━━━━━ Extract to read ━━━━━

Project description:The sustainable use of grasslands in intensive farming systems aims to optimize nitrogen (N) inputs to increase crop yields and decrease harmful losses to the environment at the same time. To achieve this, simple optical sensors may provide a non-destructive, time- and cost-effective tool for estimating plant biomass in the field, considering spatial and temporal variability. However, the plant growth and related N uptake is affected by the available N in the soil, and therefore, N mineralization and N losses. These soil N dynamics and N losses are affected by the N input and environmental conditions, and cannot easily be determined non-destructively. Therefore, the question arises: whether a relationship can be depicted between N fertilizer levels, plant biomass and N dynamics as indicated by nitrous oxide (N₂O) losses and inorganic N levels. We conducted a standardized greenhouse experiment to explore the potential of spectral measurements for analyzing yield response, N mineralization and N₂O emissions in a permanent grassland. Ryegrass was subjected to four mineral fertilizer input levels over 100 days (four harvests) under controlled environmental conditions. The soil temperature and moisture content were automatically monitored, and the emission rates of N₂O and carbon dioxide (CO₂) were detected frequently. Spectral measurements of the swards were performed directly before harvesting. The normalized difference vegetation index (NDVI) and simple ratio (SR) were moderately correlated with an increasing biomass as affected by fertilization level. Furthermore, we found a non-linear response of increasing N₂O emissions to elevated fertilizer levels. Moreover, inorganic N and extractable organic N levels at the end of the experiment tended to increase with the increasing N fertilizer addition. However, microbial biomass C and CO₂ efflux showed no significant differences among fertilizer treatments, reflecting no substantial changes in the soil biological pool size and the extent of the C mineralization. Neither the NDVI nor SR, nor the plant biomass, were related to cumulative N₂O emissions or inorganic N at harvesting. Our results verify the usefulness of optical sensors for biomass detection, and show the difficulty in linking spectral measurements of plant traits to N processes in the soil, despite that the latter affects the former.

━━━━━

▸ Questions to answer
(A) According to the project description, how many mineral fertilizer input levels was the ryegrass given, and over how many days?
(B) Using the project description, explain why the question came up of whether N fertilizer levels, plant biomass and N dynamics can be related.

━━━━━ Source data ━━━━━

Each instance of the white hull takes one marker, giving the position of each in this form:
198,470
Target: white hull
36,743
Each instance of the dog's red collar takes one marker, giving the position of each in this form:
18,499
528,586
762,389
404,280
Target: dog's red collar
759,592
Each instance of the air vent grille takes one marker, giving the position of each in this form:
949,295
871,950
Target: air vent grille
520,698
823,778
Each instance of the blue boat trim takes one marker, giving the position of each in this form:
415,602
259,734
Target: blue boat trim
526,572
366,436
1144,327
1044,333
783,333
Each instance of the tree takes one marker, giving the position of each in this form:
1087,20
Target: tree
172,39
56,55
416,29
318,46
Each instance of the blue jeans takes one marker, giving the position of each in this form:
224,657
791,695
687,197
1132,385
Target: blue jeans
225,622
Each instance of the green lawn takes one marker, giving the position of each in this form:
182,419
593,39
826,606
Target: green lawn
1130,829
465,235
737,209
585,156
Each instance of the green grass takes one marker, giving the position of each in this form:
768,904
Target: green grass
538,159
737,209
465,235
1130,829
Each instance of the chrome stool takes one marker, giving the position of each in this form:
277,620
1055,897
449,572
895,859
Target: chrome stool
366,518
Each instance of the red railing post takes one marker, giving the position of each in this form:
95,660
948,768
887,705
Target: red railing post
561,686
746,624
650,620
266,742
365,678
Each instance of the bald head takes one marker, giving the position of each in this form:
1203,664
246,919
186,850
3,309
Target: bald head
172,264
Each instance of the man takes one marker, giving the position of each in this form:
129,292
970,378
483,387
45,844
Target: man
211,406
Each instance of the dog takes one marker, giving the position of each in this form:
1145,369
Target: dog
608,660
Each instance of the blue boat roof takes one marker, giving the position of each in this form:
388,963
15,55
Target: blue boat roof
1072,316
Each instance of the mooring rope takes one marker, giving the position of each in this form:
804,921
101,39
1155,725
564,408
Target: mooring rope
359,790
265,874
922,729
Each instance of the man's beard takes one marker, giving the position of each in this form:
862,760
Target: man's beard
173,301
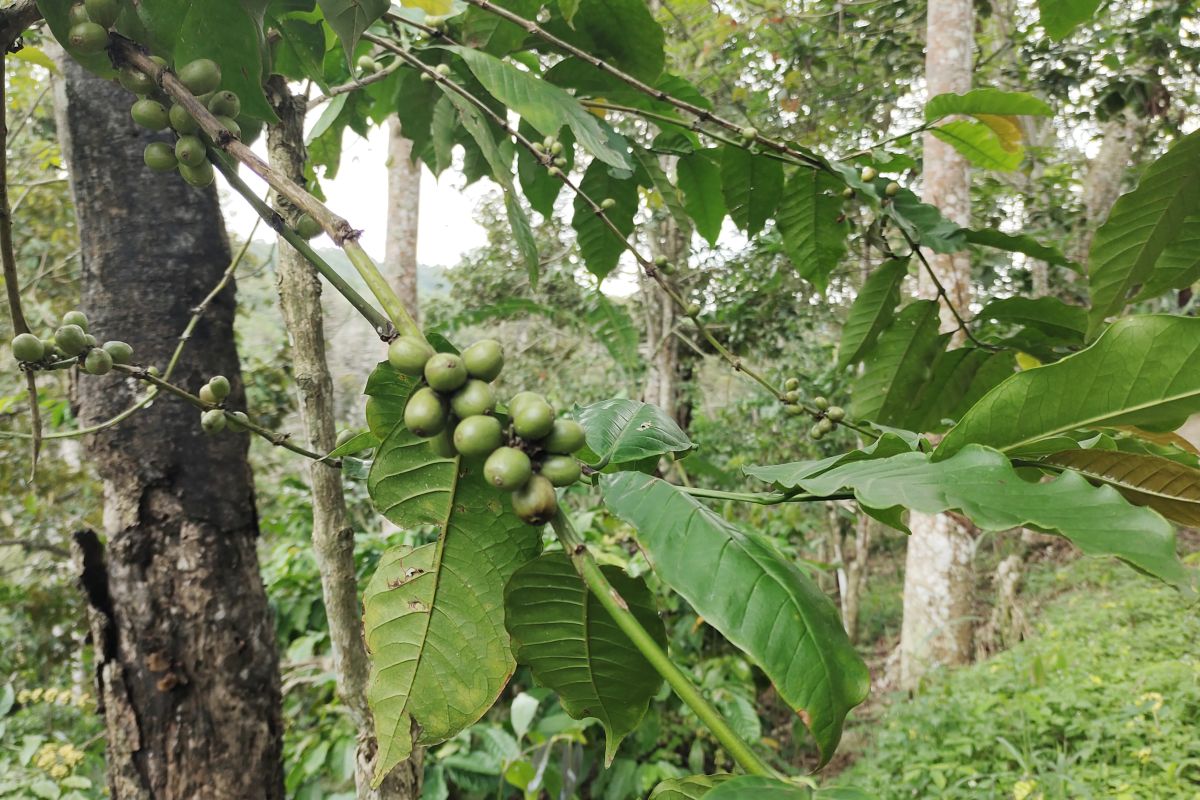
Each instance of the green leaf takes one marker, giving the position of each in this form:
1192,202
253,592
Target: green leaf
979,144
547,108
700,180
1179,266
1017,244
1048,314
575,648
873,311
693,787
1140,227
599,246
433,615
1144,371
981,483
351,18
985,101
899,365
754,787
751,186
222,30
761,602
1167,486
1060,17
811,223
624,431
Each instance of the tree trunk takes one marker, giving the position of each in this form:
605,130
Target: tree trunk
937,571
186,663
333,537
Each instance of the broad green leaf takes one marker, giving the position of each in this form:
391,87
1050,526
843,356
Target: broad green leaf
1179,266
761,602
873,311
811,223
574,647
1060,17
700,180
433,615
899,365
1017,244
1048,314
754,787
624,431
1140,227
547,108
599,245
1169,487
924,223
693,787
1143,371
751,185
979,144
985,101
981,483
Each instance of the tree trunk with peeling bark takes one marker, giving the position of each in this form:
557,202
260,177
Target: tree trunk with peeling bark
185,654
333,537
937,569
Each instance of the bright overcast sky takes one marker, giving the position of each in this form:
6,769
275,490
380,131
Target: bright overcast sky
448,227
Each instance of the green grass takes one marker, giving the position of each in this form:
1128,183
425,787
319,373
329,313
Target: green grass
1102,702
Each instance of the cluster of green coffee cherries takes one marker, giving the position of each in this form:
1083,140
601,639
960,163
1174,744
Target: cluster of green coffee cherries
70,343
827,416
455,408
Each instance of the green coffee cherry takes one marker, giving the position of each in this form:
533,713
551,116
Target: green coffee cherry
71,340
97,362
533,419
136,80
76,318
445,372
150,114
160,157
309,228
181,121
225,103
213,421
535,503
484,359
27,347
478,435
198,176
190,151
102,12
564,438
474,398
508,469
120,352
561,470
220,386
88,37
409,354
201,77
425,414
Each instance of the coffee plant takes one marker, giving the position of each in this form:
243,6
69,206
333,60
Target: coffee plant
1032,413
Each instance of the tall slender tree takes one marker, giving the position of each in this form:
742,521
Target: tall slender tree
186,663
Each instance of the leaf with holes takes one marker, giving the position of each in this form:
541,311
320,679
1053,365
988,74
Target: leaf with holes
1169,487
433,615
1144,371
573,645
1140,228
761,602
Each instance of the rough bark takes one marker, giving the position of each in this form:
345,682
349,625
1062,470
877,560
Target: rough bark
937,571
333,537
186,665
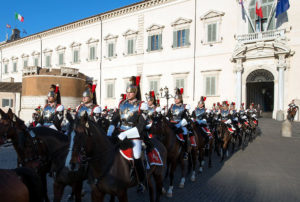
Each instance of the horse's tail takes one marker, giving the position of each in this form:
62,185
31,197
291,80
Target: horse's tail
32,182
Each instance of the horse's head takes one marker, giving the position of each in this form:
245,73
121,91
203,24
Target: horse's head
80,141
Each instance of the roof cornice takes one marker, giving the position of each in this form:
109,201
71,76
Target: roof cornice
89,20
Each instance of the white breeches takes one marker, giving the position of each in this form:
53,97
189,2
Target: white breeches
137,148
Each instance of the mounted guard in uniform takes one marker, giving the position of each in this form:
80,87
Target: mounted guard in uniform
53,112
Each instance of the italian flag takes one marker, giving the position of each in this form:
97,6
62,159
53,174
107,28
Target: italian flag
19,17
258,9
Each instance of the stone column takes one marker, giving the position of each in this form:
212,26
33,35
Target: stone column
239,71
281,66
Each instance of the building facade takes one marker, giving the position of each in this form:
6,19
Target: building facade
217,49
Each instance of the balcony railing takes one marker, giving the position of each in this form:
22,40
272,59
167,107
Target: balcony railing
260,36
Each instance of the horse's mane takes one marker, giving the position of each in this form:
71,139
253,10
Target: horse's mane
48,132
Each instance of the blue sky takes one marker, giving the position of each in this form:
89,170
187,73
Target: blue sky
40,15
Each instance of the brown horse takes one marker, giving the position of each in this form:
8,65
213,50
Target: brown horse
163,129
20,185
201,145
44,150
225,137
110,173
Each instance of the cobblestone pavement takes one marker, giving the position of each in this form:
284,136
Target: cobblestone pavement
267,170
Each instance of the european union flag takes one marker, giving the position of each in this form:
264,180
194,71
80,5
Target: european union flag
282,6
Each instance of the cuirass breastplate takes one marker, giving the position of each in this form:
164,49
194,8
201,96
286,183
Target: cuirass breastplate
48,113
129,112
177,112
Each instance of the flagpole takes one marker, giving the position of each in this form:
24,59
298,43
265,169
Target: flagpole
271,13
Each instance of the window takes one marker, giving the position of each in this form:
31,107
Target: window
25,64
210,85
212,32
60,58
110,90
179,83
92,53
154,86
130,46
111,50
48,61
181,38
261,24
75,56
36,61
7,102
154,42
14,67
6,68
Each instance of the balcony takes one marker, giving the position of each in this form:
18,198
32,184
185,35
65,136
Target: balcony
260,36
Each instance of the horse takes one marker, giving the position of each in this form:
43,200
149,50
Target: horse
21,185
44,150
225,137
163,129
292,113
110,173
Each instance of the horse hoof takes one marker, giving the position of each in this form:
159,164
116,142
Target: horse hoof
163,191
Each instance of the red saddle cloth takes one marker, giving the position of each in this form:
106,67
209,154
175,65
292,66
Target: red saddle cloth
193,141
154,158
127,154
180,137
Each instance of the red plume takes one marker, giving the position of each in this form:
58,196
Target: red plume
137,80
181,91
152,94
56,88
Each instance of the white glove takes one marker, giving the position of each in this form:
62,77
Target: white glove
110,130
60,108
144,106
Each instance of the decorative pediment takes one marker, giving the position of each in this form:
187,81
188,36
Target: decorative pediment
14,58
34,53
154,27
59,48
212,14
47,50
75,44
24,55
130,32
110,36
92,40
181,21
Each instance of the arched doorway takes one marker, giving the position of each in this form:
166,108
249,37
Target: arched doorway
260,89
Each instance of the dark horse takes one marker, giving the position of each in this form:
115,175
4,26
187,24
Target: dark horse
109,172
163,129
45,150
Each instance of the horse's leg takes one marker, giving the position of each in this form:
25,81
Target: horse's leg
58,190
151,190
77,187
44,184
172,170
182,180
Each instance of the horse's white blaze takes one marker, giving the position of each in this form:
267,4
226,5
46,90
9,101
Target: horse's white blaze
69,156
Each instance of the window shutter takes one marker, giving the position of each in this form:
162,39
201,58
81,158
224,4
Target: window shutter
214,32
187,34
174,39
159,41
209,33
149,44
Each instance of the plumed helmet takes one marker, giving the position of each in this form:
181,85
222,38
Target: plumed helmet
178,93
151,97
134,86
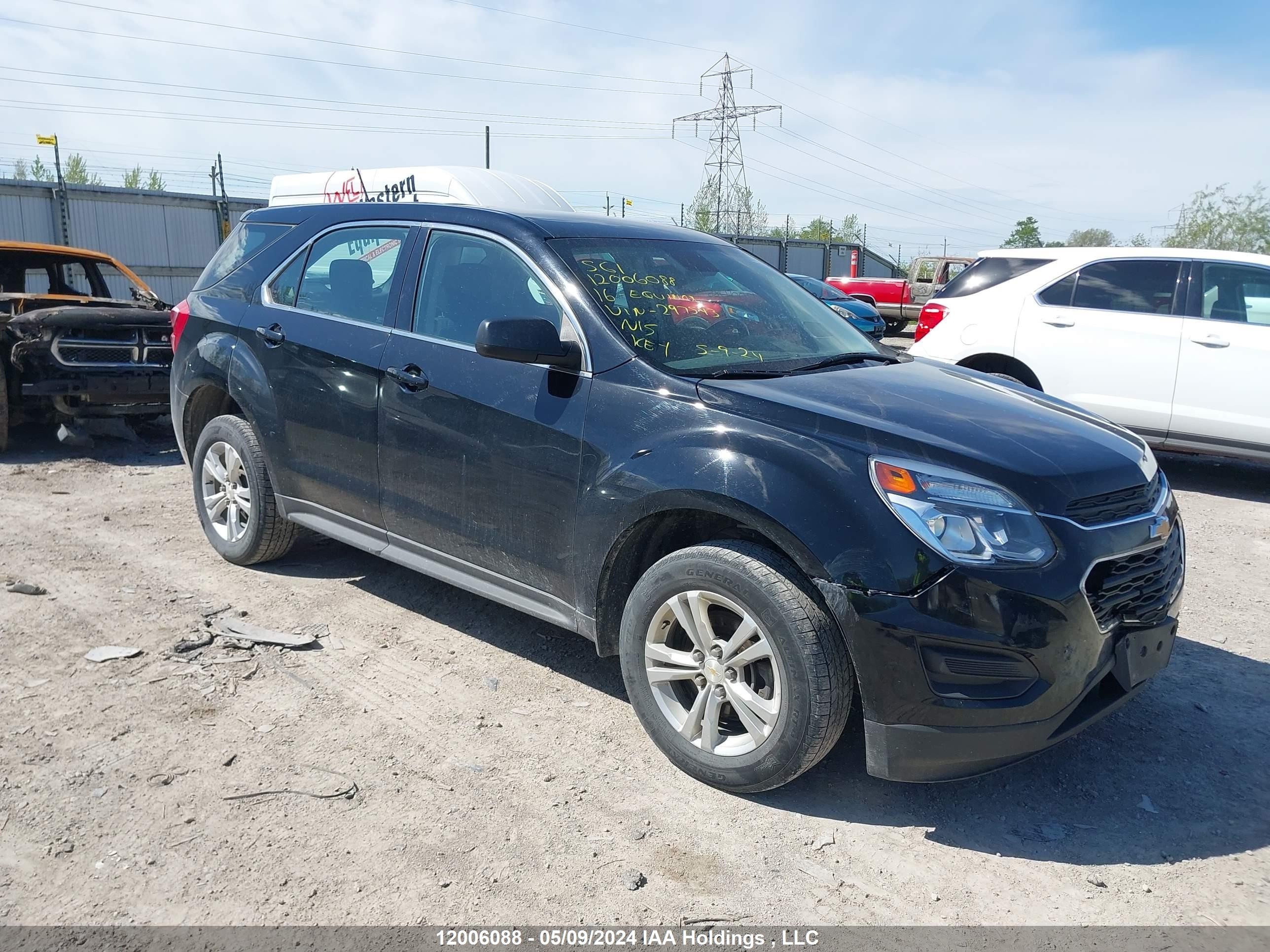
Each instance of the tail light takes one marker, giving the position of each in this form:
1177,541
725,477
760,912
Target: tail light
179,315
931,315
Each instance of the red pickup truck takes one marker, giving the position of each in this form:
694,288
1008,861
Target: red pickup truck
901,300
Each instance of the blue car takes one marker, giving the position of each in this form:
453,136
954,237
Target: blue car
863,315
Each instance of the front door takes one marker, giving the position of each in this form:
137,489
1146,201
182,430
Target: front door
1106,338
481,457
1223,375
320,333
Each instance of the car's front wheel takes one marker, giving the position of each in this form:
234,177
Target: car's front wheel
733,668
234,495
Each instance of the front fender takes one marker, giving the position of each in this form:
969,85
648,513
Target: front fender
667,451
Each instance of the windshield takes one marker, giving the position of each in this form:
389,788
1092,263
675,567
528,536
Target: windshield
696,307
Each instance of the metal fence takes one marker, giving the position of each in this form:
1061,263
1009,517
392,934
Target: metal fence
164,237
817,259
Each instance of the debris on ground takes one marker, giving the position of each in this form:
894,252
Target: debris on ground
191,644
349,791
247,631
26,588
74,437
111,653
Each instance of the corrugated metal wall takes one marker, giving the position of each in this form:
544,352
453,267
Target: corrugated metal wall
164,237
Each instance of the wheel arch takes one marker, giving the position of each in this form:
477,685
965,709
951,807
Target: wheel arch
993,362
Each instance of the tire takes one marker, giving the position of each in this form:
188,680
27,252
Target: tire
265,535
806,677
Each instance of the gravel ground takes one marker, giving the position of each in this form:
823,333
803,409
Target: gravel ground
501,774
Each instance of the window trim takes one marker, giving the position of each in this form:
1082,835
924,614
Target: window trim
1196,296
1178,307
266,286
549,286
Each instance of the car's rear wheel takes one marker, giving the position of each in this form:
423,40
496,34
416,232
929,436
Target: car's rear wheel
733,668
234,495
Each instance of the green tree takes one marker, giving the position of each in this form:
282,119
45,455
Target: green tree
1225,223
1092,238
817,230
1026,234
78,174
40,172
706,215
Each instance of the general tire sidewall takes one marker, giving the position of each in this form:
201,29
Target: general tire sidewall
228,431
784,747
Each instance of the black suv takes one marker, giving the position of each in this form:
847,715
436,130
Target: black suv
647,436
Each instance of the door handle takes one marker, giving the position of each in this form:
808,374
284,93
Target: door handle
272,336
409,377
1212,340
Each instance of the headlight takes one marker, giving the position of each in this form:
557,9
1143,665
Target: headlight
966,518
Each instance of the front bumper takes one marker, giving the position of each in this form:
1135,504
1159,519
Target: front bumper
1039,625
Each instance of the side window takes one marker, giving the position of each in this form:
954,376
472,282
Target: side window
1236,292
1059,294
925,271
286,286
1139,286
468,280
36,282
350,273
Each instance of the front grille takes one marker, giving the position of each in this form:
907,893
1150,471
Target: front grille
1113,507
113,347
1137,588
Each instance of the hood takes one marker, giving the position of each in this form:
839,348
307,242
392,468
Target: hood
1046,451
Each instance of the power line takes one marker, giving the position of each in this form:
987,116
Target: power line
360,46
579,26
379,108
338,63
26,104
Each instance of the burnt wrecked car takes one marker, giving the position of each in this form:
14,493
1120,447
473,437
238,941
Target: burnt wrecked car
80,337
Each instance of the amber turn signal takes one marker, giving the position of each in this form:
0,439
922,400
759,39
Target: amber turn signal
894,479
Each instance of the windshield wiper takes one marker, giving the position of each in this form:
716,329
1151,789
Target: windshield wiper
839,360
737,374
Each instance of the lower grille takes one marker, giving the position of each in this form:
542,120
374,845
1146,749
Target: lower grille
1137,588
113,347
1113,507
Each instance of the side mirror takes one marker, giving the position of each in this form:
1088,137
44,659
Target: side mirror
528,340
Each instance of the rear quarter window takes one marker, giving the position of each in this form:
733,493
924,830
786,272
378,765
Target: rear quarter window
988,272
241,247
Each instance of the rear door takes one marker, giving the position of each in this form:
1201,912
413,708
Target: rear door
1106,338
1223,375
319,334
481,457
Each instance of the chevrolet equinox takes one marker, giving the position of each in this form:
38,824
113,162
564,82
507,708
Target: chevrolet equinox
649,437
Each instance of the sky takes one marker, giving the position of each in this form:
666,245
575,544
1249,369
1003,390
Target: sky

━━━━━

▸ Answers to the exercises
(A) Four mineral fertilizer input levels over 100 days.

(B) Plant growth and N uptake depend on the N available in the soil, and therefore on N mineralization and N losses, which are shaped by N input and environmental conditions. These soil N dynamics cannot easily be determined non-destructively. That raised the question of whether N fertilizer levels and plant biomass can be related to N dynamics, as indicated by N₂O losses and inorganic N levels.